-------- Record extracts

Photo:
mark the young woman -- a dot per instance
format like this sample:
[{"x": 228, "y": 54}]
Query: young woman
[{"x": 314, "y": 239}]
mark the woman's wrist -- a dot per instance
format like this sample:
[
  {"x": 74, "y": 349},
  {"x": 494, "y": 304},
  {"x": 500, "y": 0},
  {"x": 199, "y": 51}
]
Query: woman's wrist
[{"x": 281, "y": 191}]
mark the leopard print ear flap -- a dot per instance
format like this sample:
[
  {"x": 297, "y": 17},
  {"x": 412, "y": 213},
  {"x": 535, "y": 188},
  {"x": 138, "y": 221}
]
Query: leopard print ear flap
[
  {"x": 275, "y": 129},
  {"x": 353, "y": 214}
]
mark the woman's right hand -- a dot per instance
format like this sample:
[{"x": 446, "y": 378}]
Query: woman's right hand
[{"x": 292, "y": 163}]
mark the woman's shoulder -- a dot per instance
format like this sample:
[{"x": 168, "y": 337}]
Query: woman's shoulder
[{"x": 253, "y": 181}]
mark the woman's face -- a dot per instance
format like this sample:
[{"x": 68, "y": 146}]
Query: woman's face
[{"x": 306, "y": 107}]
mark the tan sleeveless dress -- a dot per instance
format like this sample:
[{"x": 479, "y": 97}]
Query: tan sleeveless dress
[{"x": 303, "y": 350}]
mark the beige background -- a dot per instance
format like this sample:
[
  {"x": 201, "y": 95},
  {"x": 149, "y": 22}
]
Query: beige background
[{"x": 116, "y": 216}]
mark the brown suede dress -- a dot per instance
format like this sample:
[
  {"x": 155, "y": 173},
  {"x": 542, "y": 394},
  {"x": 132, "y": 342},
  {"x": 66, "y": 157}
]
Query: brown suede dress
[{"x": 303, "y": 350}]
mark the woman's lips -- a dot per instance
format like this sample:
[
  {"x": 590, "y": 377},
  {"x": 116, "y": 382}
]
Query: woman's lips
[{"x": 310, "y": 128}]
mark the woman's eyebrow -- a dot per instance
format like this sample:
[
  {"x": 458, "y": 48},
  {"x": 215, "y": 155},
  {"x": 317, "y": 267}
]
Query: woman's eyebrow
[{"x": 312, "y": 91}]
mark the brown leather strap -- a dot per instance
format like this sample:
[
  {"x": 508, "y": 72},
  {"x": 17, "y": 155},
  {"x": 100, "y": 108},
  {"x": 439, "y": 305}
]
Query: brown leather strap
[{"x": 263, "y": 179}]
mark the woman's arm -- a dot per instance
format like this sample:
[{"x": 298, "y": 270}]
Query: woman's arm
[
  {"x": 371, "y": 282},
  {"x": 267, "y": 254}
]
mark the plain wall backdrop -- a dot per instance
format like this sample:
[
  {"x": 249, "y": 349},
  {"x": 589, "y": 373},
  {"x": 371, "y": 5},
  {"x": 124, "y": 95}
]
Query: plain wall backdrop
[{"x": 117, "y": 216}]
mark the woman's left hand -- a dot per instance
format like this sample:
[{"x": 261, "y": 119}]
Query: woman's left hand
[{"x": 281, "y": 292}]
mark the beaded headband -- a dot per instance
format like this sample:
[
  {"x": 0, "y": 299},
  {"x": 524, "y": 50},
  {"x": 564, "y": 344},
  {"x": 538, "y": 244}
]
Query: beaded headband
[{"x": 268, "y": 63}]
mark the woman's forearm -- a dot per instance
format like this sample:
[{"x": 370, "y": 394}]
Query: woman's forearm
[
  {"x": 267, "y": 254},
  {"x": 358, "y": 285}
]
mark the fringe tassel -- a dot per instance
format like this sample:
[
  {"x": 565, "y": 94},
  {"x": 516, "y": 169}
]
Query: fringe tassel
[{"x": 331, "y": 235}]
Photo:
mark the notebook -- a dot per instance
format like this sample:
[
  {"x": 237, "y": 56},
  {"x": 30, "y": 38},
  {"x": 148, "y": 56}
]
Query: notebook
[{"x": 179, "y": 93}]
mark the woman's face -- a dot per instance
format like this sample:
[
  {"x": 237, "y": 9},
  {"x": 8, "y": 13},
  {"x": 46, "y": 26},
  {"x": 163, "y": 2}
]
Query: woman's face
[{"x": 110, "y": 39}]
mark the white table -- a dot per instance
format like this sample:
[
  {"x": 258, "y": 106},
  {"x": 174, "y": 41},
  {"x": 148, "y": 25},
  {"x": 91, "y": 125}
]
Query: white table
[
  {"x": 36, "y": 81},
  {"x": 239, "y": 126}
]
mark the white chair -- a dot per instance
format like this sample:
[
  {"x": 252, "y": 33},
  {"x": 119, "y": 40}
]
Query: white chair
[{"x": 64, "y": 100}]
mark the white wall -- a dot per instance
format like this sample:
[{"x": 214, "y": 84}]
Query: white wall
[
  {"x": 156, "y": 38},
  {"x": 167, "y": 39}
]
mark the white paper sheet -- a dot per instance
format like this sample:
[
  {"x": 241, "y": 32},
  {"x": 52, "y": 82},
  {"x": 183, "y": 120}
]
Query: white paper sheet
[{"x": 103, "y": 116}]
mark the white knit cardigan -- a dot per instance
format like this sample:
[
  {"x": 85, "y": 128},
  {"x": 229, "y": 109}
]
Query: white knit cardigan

----------------

• Requirement:
Search the listing above for lines containing "cardigan", and copy them.

• Result for this exercise:
mark the white knit cardigan -- a dot per instance
Query: white knit cardigan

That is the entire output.